## START Extract

The Wilder Davidson Story: The End of an Era; Part 1; Life in the Company Towns
- Transcript
You The following program has been made possible in part by a grant from the Tennessee Humanities Council, a not -for -profit corporation whose principal funding is provided by the National Endowment for the Humanities, by contributions from businesses and individuals in the upper Cumberland region of Tennessee, and by
WCTETV. When I got the Wilder, I thought I was in the city. Davidson used to be a pretty place, a nice place, and Wilder was too, and Highland was down there, but it just all disappeared, the people just all gone out and left. I never dreamed that it would be like that always, that I'd live out there all my life. I loved to live there, didn't you? I sure did, back then. It was a good place to live. There was a lot of people in there, too. For six months, it was just like a war going on in Wilder. You could hear shooting day and night, dynamite. Mining companies was king of the hill, buddy. You stooped and you bowed. They owned the mines, they owned the house, they owned the store, they owned
everything. Now Wilder's best coals have been dug out in this country, they say. I know it's got a bad name, they've never been no better people in the world. It's hard to talk about it. People who grew up in Wilder, Tennessee can never go home again. Nothing remains but trees, brush, a burned slag bank, a few rotting cross ties, and some crumbling concrete foundations. Between 1903 and the 1930s, the five communities of Wilder, Davidson, Crawford, Twinton and Highland thrived as a coal mining complex that was the major economic center of the Upper Cumberland region. According
to former residents, as many as 2 ,000 persons lived in Wilder alone. Before the railroad came in the 1890s, much of the Upper Cumberland region was an isolated area in which a hardy, independent people survived largely on subsistence farming and logging. With the railroad, however, it was possible to tap the rich coal reserves in this mountainous area. Some deep mining continued in the Wilder -Davidson complex through the 1950s, but a nationally prominent mine strike in 1932 -33 and the Depression of the 1930s brought to an end the boom era of the 1920s. The Wilder -Davidson story, The End of an Era, is a community -based oral history project that tries, through the voices of those who lived there, to preserve the heritage of the region and chronicle the early 20th century industrialization
of an isolated rural area of the Upper South. Part one, Life in the Company Towns, looks at family life, social life, community relations, social institutions and attitudes toward company officials during the period 1903 -1930 before the catastrophic mine strike. Like so many others, Maj. Alexander fondly remembers growing up and living in the mining communities. It was the most wonderful place in the world. We just loved it and you know, I never dreamed that it would be like that always and that I'd live out there all my life. We loved it, everybody that lived there. It was a typical mining town, I guess. Everything was hills and what we call hollers. The houses were mostly on the hillsides except at the area we call Black Bottom. And the houses were smoke and dingy looking on the outside. I don't like to think of it that way because
some of the happiest homes I've ever been in were in the homes that people lived there. No, there was no comparison between any other town in the mining town in those days. The press and the people themselves remember and told more of the sensational things. But back before the strike, the schools were good and he was talking about Mr. W. A. Beatty who was the principal. He believed in children presenting plays and we had lots of plays and of course we liked that and it was just entirely different. You talk to people today and it was just, pardon the word, hell on earth for them but it wasn't to me until the strike came. We had some good times back then and you had anything to sell. That's only place you
could sell it because most of the men over there had a job and that's where most people had to go. They call it peddling. They had vegetables or fruits or anything to sell or they'd always take it to the wilder. When I come up, times I was talking about, you didn't have no choice. There wasn't no roads to get out there. I say that I was 21 -year -old before I know you'd get into further than wilder but now that's the stretching of this fraction. you was almost tired. We was almost tired of that country. We had no money. I was well satisfied. I didn't have no desire to, you know, I guess I never thought of it and I was well satisfied but the company just about owned you.

## END Extract
## START Data supplied

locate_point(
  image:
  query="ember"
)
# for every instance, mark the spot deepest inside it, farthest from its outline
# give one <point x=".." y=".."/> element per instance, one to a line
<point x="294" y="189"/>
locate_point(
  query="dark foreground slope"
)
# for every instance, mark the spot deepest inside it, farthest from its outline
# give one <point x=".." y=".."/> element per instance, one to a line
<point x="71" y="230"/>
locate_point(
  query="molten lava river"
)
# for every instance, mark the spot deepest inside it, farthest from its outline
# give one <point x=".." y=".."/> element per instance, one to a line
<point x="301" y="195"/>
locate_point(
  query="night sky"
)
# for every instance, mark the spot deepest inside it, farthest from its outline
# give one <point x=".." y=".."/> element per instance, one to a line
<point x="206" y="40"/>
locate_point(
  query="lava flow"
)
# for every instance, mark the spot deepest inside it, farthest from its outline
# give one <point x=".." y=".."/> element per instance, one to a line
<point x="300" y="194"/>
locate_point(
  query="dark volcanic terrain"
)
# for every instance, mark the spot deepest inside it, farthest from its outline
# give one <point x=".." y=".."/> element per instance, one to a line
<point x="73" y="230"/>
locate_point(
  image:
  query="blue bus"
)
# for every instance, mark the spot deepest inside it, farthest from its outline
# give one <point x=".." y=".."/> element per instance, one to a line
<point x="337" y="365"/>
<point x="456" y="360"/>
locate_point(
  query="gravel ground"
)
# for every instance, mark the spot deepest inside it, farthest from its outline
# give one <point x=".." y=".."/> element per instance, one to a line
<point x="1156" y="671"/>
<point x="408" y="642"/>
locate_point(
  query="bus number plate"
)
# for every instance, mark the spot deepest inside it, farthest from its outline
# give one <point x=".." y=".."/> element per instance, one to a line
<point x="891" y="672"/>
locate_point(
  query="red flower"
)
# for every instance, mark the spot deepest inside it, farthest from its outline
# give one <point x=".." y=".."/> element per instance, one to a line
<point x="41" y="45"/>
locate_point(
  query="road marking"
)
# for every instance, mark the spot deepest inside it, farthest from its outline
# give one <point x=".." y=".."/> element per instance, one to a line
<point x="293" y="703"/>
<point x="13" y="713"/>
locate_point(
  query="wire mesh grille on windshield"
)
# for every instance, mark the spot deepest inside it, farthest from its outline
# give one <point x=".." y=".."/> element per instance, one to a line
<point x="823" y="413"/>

## END Data supplied

## Prompt
Answer these from the Wilder-Davidson transcript, one per line:
1. Between which years did the five communities thrive as a coal mining complex?
2. When did the nationally prominent mine strike take place?
3. Who was the school principal named by a former resident?

## Expected answer
1. Between 1903 and the 1930s.
2. In 1932-33.
3. Mr. W. A. Beatty.